• PROBLEM DESCRIPTION: Update the items below by replacing each occurrence of "stool" with "chair" and leaving everything else unchanged.

• PROVIDED DATA:
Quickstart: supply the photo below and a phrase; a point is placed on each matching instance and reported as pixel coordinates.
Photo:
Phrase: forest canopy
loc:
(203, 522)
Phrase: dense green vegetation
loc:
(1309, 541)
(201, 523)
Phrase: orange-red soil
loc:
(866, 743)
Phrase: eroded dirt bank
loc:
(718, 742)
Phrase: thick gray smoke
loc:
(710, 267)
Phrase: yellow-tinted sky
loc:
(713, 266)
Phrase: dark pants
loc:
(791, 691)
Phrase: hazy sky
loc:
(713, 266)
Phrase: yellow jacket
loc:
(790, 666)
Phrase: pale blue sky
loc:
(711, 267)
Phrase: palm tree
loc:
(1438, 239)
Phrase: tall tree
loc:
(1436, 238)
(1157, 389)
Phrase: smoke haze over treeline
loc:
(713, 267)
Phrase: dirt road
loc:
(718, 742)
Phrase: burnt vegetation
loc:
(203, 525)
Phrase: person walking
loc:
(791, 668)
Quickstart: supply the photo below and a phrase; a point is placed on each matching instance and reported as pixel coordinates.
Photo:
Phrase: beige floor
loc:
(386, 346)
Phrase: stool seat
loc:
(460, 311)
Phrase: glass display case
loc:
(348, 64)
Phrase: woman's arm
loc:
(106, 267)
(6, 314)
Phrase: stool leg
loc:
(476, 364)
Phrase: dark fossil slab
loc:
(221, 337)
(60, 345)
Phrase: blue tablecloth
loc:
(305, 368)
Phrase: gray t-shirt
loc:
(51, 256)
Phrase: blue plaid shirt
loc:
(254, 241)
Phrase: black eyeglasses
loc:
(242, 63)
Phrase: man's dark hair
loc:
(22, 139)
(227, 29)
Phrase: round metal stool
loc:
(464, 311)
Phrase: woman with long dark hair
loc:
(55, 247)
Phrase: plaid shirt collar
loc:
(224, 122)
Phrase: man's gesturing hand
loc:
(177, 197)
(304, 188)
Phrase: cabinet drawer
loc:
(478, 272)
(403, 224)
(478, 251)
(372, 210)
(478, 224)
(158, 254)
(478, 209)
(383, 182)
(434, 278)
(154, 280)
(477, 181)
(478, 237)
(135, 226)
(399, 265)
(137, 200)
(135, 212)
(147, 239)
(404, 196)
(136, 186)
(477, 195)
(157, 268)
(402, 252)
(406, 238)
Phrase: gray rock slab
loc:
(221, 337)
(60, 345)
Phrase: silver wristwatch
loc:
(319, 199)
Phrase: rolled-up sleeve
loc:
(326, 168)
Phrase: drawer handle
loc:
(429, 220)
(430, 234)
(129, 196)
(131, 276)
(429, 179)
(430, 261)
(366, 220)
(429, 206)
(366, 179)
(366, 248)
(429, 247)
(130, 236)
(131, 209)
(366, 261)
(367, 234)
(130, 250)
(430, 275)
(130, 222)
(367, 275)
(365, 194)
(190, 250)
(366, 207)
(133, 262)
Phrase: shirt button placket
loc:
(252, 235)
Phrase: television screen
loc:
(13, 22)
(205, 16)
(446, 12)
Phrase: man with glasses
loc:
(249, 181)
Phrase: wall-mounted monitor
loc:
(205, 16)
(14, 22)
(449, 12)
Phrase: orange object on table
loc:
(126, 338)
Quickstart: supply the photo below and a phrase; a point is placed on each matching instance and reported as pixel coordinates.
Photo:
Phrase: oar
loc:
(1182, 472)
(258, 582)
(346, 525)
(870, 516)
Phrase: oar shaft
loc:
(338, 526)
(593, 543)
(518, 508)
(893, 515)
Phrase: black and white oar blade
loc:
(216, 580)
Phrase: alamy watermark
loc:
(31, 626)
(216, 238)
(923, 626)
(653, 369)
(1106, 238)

• EXPECTED OUTPUT:
Quickstart: supply the photo below and a phrase; a point is placed on each matching instance and reported as pixel coordinates.
Photo:
Phrase: forest canopy
loc:
(203, 522)
Phrase: dense green vegetation
loc:
(1309, 541)
(201, 523)
Phrase: orange-red soil
loc:
(866, 743)
Phrase: eroded dirt bank
loc:
(718, 742)
Phrase: thick gray smoke
loc:
(710, 267)
Phrase: yellow-tinted sky
loc:
(713, 266)
Phrase: dark pants
loc:
(791, 691)
Phrase: hazy sky
loc:
(713, 266)
Phrase: yellow jacket
loc:
(790, 666)
Phrase: pale blue sky
loc:
(711, 267)
Phrase: palm tree
loc:
(1438, 239)
Phrase: tall tree
loc:
(1436, 238)
(1157, 389)
Phrase: smoke haze over treeline
loc:
(713, 267)
Phrase: dirt road
loc:
(718, 742)
Phrase: burnt vegetation
loc:
(203, 525)
Phrase: person walking
loc:
(791, 668)
Quickstart: supply the photo below and a phrase; a point is placed on each matching instance and reported as pixel coordinates.
Photo:
Phrase: beige floor
loc:
(386, 346)
Phrase: chair seat
loc:
(460, 311)
Phrase: glass display case
loc:
(348, 64)
Phrase: woman's arm
loc:
(106, 267)
(6, 314)
Phrase: chair leg
loc:
(476, 364)
Phrase: dark fossil slab
loc:
(221, 337)
(60, 345)
Phrase: blue tablecloth
loc:
(305, 368)
Phrase: gray t-shirt
loc:
(51, 256)
Phrase: blue plaid shirt
loc:
(254, 241)
Phrase: black eyeglasses
loc:
(242, 63)
Phrase: man's dark hair
loc:
(22, 139)
(227, 29)
Phrase: round metal chair
loc:
(464, 311)
Phrase: woman with long dark hair
loc:
(55, 247)
Phrase: plaid shirt collar
loc:
(224, 122)
Phrase: man's gesturing hand
loc:
(177, 197)
(304, 188)
Phrase: cabinet drawer
loc:
(478, 272)
(403, 224)
(478, 251)
(372, 210)
(478, 224)
(158, 254)
(478, 209)
(383, 182)
(434, 278)
(154, 280)
(477, 181)
(478, 237)
(135, 226)
(399, 265)
(137, 200)
(135, 212)
(147, 239)
(404, 196)
(136, 186)
(477, 195)
(157, 268)
(402, 252)
(406, 238)
Phrase: gray rock slab
loc:
(221, 337)
(60, 345)
Phrase: silver wristwatch
loc:
(319, 199)
Phrase: rolled-up sleeve
loc:
(326, 168)
Phrase: drawer handle
loc:
(429, 220)
(430, 234)
(129, 196)
(131, 276)
(429, 179)
(430, 261)
(366, 220)
(429, 206)
(366, 179)
(366, 248)
(429, 247)
(130, 236)
(131, 209)
(366, 261)
(367, 234)
(130, 250)
(430, 275)
(130, 222)
(367, 275)
(365, 194)
(190, 250)
(366, 207)
(133, 262)
Phrase: shirt button placket
loc:
(252, 235)
Phrase: television screen
loc:
(13, 22)
(205, 16)
(446, 12)
Phrase: man with glasses
loc:
(249, 181)
Phrase: wall-mounted monitor
loc:
(205, 16)
(14, 22)
(449, 12)
Phrase: orange object on table
loc:
(126, 338)
Quickstart: supply the photo below and a phrase; a point is placed on each matching instance and reported as pixel coordinates.
Photo:
Phrase: oar
loc:
(1182, 472)
(258, 582)
(346, 525)
(870, 516)
Phrase: oar shaft
loc:
(338, 526)
(593, 543)
(518, 508)
(893, 515)
Phrase: black and white oar blade
loc:
(216, 580)
Phrase: alamy watermark
loc:
(31, 626)
(216, 238)
(923, 626)
(653, 369)
(1106, 238)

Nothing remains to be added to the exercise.